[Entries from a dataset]
****

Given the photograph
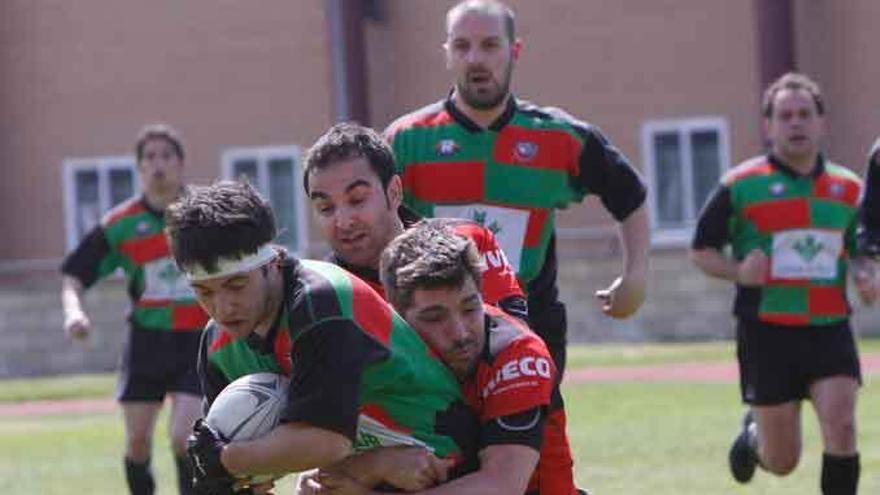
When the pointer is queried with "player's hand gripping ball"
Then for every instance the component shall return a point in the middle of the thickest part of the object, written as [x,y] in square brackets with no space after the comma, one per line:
[210,477]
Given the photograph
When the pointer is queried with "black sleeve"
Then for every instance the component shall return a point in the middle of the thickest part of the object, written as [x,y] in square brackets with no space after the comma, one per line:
[523,428]
[713,225]
[84,261]
[869,228]
[328,362]
[516,306]
[604,171]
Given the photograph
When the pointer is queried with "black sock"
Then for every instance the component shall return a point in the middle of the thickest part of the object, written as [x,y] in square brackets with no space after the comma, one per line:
[840,474]
[140,477]
[184,475]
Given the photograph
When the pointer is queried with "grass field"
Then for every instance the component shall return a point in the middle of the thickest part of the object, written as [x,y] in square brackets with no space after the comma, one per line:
[628,438]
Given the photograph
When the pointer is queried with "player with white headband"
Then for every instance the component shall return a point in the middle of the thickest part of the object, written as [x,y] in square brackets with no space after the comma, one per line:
[317,324]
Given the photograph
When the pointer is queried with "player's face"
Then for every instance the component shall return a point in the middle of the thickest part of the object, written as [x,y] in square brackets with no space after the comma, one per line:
[795,126]
[451,321]
[481,56]
[356,216]
[161,170]
[237,302]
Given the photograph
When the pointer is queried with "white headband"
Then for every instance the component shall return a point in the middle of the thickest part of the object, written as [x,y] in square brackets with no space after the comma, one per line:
[230,266]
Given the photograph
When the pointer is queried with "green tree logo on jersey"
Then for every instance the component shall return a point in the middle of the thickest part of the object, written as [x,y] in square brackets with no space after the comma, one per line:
[808,248]
[169,274]
[480,217]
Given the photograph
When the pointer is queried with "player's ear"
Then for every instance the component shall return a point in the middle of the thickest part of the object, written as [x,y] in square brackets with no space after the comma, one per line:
[394,192]
[516,48]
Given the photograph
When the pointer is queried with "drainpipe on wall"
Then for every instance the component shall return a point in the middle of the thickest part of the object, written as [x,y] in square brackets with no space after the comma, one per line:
[775,41]
[348,59]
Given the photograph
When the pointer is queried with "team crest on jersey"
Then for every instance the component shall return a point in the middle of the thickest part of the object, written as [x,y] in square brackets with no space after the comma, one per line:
[447,147]
[777,189]
[525,150]
[142,227]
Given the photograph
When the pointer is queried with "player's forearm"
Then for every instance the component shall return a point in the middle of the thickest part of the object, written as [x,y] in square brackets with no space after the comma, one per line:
[71,295]
[635,237]
[715,264]
[364,467]
[288,448]
[503,469]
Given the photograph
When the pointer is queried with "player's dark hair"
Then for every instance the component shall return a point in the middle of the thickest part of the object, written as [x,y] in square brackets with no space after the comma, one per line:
[348,140]
[490,7]
[796,82]
[225,220]
[429,255]
[158,131]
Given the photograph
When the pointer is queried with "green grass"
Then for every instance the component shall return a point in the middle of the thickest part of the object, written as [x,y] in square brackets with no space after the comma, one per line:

****

What to produce:
Every entry should be returned exactly as written, minus the pictures.

The result:
Given the photograph
When the pointer is queried with "player's hand gripping ball"
Then for every instance the component shall return a point in the middle of the thickest part of the object, written as [x,y] in square brackets with no space after the comma, one per line:
[210,477]
Given the photograph
When the pointer is queried with "black sleeve"
Then for every instance the component shall return a point in the middle of the thickest part of the object, written as [x,y] in square brackets with no space after the comma, one per line:
[523,428]
[713,225]
[84,261]
[869,228]
[328,362]
[516,306]
[604,171]
Given the photograph
When the pointer is queried with "black sock"
Then for every instance the component shall return a point in the middle of the thickest part of the object, written as [x,y] in square brackets with no space after the comma, one per line:
[840,474]
[140,477]
[184,475]
Given the photograph
When the pointer is queried with "grass field"
Then for every instance the component shall return a point in the middle of the thickest part of the object, written as [x,y] in square brackets with no space after the comma, one per line:
[628,438]
Given the photograph
When the pointer is queried with "player with white headband"
Then for every instance the component shall return a point in the middle of the thickest part of the object, written as [x,y] in square brackets with no space after the comma, one per line:
[317,324]
Given the photograph
When the pointer is queried with "player's face"
Then for every instance the component shall return a point in the middle of the thickest part of the object, written as [x,y] in square brackets with no space after the comma, one per line:
[795,126]
[451,321]
[481,56]
[356,216]
[161,170]
[237,302]
Given the photograph
When the pointer is queried with "white headband"
Then for every instance the component shall return a point in the middle of the thickest part of the object, written as [x,y] in square brackets with no space after the comma, one per line:
[230,266]
Given the photograph
When the pointer is queried with "green tree logo on jersey"
Then for every instance the component shall return a point in the middle of the thickest part of the object, written as [x,y] in square brackets with no space after the comma, one per line:
[808,248]
[169,274]
[480,217]
Given the photograph
When the pointer is queried with "player's ear"
Then for every instance the component shall return a point in the middle of the thickest part of the object, written as [x,y] in square brackets with no space after the comma, one per line:
[394,192]
[516,48]
Given the photograph
When the pointer is queried with "drainpipe on wall"
Then for every instance the component shall return a point in the middle of the thickest part of the object, written as [x,y] in square brackets with no space after the comma, one per line:
[775,41]
[348,59]
Given the photograph
When the pointer is queried with "team crest on jersey"
Then for every instance the component shall return a point in the middle of the thickest part of the object, written as [x,y] in square brackets with no space after the comma, one per line:
[447,147]
[777,189]
[525,150]
[142,227]
Given the photograph
When the pointer is queried with "player's forearm"
Then for every instance the component shall return a point in the middle of the thickest part of the object, written as [x,y] in square brackets with no space after the comma, one per line:
[71,295]
[635,237]
[715,264]
[364,467]
[288,448]
[503,469]
Given the photograph
When the pointer is queried with "player's dark hair"
Then for every instance the component shall return a point in the middle of the thickest part of the object, written as [x,y] in square brackets with no space after the comma, one per line:
[348,140]
[490,7]
[796,82]
[225,220]
[429,255]
[158,131]
Given the photograph
When the pointer is queried with "green grass"
Then for every instance the component shall return a point in the middle of the thickest part of the object, written as [x,y] in square brackets with no space after the comma, one per line:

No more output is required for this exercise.